▶ _WHAT TO WORK ON_:
The expected output is every line from the one containing "# shape of each answer: point(10, 129)" to the end of the data below, exactly, and no other line.

Source data:
§ §
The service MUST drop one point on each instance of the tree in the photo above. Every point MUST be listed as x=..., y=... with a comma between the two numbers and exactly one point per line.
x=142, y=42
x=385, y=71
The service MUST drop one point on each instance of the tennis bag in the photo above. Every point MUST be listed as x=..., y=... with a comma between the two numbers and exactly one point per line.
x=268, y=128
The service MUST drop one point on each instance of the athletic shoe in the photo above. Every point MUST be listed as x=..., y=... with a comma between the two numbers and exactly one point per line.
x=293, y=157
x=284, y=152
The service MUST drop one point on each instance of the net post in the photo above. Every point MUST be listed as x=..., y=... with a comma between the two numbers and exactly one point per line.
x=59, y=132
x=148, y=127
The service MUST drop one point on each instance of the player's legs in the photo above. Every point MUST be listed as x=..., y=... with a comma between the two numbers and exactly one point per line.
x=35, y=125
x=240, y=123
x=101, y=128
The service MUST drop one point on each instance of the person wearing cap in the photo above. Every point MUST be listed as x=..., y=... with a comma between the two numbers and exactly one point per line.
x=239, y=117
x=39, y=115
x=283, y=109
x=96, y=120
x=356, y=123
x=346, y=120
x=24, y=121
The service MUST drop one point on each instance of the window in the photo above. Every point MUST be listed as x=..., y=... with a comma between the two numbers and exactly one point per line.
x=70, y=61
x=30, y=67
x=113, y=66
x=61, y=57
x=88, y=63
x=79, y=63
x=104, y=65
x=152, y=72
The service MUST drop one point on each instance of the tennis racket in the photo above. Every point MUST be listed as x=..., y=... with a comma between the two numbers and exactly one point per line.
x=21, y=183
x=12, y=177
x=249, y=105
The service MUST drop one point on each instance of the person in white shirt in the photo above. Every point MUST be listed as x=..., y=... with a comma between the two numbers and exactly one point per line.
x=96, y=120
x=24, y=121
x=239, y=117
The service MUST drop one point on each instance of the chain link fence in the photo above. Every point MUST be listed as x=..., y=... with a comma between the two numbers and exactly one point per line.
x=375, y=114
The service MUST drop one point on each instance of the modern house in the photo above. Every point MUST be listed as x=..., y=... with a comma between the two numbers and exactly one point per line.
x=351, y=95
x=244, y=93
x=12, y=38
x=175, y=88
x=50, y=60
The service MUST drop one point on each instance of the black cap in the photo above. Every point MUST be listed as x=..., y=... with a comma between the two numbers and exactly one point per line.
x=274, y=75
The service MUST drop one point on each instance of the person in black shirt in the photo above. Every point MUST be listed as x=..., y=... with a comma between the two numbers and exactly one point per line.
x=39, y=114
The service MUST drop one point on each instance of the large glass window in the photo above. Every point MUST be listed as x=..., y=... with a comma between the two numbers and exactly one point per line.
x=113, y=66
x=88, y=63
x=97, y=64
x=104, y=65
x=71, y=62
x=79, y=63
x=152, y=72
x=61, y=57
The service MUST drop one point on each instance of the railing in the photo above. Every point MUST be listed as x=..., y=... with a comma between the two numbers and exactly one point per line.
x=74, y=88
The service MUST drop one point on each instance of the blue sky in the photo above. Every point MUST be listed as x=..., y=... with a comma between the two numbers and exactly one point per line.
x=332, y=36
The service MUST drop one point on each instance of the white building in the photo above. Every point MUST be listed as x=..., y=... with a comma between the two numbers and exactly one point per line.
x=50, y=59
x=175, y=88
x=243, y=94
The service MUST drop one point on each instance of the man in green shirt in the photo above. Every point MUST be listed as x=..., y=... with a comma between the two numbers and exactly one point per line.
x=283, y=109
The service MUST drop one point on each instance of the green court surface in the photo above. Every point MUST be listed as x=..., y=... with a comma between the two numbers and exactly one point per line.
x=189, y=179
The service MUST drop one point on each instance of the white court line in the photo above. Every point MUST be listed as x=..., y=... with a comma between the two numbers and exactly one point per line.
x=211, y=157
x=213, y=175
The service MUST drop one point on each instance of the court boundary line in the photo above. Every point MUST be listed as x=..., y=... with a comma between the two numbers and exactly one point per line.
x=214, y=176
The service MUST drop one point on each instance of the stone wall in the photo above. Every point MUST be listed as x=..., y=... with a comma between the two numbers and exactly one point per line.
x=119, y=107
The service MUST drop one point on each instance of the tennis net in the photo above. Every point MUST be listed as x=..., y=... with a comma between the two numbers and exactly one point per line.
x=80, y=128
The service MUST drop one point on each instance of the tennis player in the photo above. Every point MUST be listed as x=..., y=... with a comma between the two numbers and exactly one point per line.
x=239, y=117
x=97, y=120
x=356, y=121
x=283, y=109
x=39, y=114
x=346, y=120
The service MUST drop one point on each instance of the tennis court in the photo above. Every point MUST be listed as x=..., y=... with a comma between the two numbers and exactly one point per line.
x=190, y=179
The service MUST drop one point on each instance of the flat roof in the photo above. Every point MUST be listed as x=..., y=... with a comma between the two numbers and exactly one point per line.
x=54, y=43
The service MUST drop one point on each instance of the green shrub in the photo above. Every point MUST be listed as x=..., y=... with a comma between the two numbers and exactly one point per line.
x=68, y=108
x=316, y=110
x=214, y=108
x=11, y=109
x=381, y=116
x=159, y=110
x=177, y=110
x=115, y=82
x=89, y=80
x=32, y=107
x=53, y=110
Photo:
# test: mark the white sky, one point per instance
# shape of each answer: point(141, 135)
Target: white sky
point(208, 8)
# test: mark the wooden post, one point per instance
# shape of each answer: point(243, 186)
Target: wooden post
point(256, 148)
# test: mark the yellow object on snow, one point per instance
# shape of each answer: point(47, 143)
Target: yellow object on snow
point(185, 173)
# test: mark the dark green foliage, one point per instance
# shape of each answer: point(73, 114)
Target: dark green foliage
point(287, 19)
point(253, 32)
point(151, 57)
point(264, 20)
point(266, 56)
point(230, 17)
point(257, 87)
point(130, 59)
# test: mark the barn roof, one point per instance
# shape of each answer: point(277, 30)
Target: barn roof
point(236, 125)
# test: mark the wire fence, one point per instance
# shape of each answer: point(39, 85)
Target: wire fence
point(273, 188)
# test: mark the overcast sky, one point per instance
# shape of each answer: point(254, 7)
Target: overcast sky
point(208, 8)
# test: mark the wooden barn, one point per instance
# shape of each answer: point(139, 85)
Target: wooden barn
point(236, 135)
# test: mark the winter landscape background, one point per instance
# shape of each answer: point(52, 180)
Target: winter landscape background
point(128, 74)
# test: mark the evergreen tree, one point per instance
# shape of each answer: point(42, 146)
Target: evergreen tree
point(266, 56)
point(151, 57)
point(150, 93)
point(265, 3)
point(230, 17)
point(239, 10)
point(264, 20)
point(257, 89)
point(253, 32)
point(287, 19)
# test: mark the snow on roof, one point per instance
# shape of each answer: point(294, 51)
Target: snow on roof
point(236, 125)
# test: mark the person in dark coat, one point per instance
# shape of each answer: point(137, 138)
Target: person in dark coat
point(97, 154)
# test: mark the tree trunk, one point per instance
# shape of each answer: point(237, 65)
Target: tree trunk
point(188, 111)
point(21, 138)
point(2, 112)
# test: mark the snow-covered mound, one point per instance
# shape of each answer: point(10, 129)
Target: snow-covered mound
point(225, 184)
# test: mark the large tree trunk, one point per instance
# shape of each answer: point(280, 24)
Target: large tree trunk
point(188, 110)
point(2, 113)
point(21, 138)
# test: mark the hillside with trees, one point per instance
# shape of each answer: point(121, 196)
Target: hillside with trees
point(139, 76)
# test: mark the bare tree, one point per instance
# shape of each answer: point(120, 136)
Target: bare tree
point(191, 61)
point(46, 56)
§ §
▶ _REPLY TO THE EXERCISE_:
# shape of each answer: point(10, 129)
Target: snow-covered mound
point(225, 184)
# test: mark the large tree trunk, one point per instance
# shape of each answer: point(280, 24)
Target: large tree trunk
point(188, 110)
point(2, 113)
point(21, 138)
# test: mark the hillside with trees, one point per instance
# shape of each answer: point(121, 196)
Target: hillside with trees
point(139, 76)
# test: mark the bare tree, one point per instance
# shape of each answer: point(120, 136)
Target: bare tree
point(191, 61)
point(46, 56)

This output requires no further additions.